Records from a data collection

• • • • • • •

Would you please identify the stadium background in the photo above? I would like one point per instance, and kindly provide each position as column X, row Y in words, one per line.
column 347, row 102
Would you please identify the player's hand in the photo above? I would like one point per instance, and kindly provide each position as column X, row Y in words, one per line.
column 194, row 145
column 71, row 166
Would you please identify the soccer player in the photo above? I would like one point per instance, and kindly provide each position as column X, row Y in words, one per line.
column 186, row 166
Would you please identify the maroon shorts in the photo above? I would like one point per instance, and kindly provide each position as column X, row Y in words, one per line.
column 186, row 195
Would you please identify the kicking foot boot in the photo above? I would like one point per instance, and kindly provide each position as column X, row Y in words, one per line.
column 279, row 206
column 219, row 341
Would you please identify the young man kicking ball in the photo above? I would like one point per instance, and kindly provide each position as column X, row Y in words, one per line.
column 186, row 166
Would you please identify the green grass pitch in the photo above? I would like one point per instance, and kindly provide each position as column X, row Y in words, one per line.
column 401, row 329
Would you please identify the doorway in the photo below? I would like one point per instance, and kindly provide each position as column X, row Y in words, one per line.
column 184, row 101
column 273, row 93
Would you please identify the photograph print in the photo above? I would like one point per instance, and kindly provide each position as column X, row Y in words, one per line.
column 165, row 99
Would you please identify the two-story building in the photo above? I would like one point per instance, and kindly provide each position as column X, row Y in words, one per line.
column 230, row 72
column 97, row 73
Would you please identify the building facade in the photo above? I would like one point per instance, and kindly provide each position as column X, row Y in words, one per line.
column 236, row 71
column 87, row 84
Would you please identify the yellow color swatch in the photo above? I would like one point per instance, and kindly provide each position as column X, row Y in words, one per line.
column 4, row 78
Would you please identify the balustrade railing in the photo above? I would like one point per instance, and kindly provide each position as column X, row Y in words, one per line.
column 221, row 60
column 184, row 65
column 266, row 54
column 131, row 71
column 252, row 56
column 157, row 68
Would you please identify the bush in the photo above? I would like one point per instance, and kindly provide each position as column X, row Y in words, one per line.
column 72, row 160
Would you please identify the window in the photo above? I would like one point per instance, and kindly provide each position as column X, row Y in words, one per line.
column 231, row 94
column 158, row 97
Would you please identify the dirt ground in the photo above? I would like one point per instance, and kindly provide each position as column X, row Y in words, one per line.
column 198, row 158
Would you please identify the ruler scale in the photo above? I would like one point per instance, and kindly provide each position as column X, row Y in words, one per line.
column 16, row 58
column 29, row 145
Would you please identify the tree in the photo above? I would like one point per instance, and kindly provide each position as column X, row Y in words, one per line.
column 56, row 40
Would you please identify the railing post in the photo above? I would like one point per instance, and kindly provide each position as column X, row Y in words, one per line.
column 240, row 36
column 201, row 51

• • • • • • •

Directions
Would you transcribe the records above exactly, leaving nothing out?

Answer to the exercise
Would you please identify the stadium background in the photo above? I would like one point per instance, and kindly provide each position as column X, row Y in words, one per line.
column 347, row 102
Would you please identify the player's hand in the photo above? I would like one point per instance, and kindly provide each position as column X, row Y in words, one per line.
column 194, row 145
column 71, row 166
Would you please identify the soccer player in the photo above? I would like one point per instance, and kindly provide each position as column X, row Y in words, one per line.
column 186, row 166
Would you please identify the maroon shorts in the photo above? I would like one point per instance, and kindly provide each position as column X, row Y in words, one per line.
column 186, row 195
Would you please identify the kicking foot boot in the photo above? I would like one point per instance, and kindly provide each position as column X, row Y in words, one per line.
column 279, row 206
column 219, row 341
Would you please identify the young man kicking ball in the photo above? I would like one point per instance, and kindly provide each position as column X, row Y in words, one per line.
column 186, row 166
Would you please identify the green grass pitch in the photo above? I would like one point per instance, and kindly provide each position as column X, row Y in words, one per line.
column 401, row 329
Would you please identify the doorway in the photo below? I would like one point per instance, and kindly provide each position as column X, row Y in words, one per line.
column 184, row 101
column 273, row 93
Would you please identify the photograph print in the photo above? I would like one point per instance, and kindly provide each position as column X, row Y in words, one per line.
column 165, row 99
Would you please identify the two-story building in the photo above? I would like one point per instance, and kindly provide each position as column X, row Y in words, one per line.
column 230, row 72
column 97, row 73
Would you please identify the building facade in the photo above? I would like one point per instance, and kindly provide each position as column X, row Y in words, one per line.
column 236, row 71
column 87, row 84
Would you please identify the yellow color swatch in the photo above? I would like one point per instance, and kindly provide each position as column X, row Y in words, one per line.
column 4, row 78
Would you please identify the balustrade railing in the photo above? I would like one point per instance, and kindly provide each position as column X, row Y in words, one per line.
column 221, row 60
column 184, row 65
column 266, row 54
column 131, row 71
column 252, row 56
column 157, row 68
Would you please identify the bush in the photo above? I would like one point per instance, and kindly provide each position as column X, row Y in words, one per line.
column 72, row 160
Would you please identify the window in the photo above? I would like one point per instance, and kindly provide each position as column X, row Y in words, one per line.
column 231, row 94
column 158, row 97
Would you please identify the dirt ground in the photo above? I would like one point per instance, and kindly provide each position as column X, row Y in words, one per line.
column 198, row 158
Would you please identify the ruler scale in the photo above? I would like one point per instance, and kindly provide each position as column X, row Y in words, one per line.
column 16, row 58
column 29, row 145
Would you please identify the tree in the photo above? I would like one point per instance, and kindly provide each position as column X, row Y in words, one per line.
column 56, row 40
Would you please identify the railing post in the photo above? I would like one point per instance, and kindly provide each position as column X, row Y in words, one per line.
column 240, row 36
column 201, row 51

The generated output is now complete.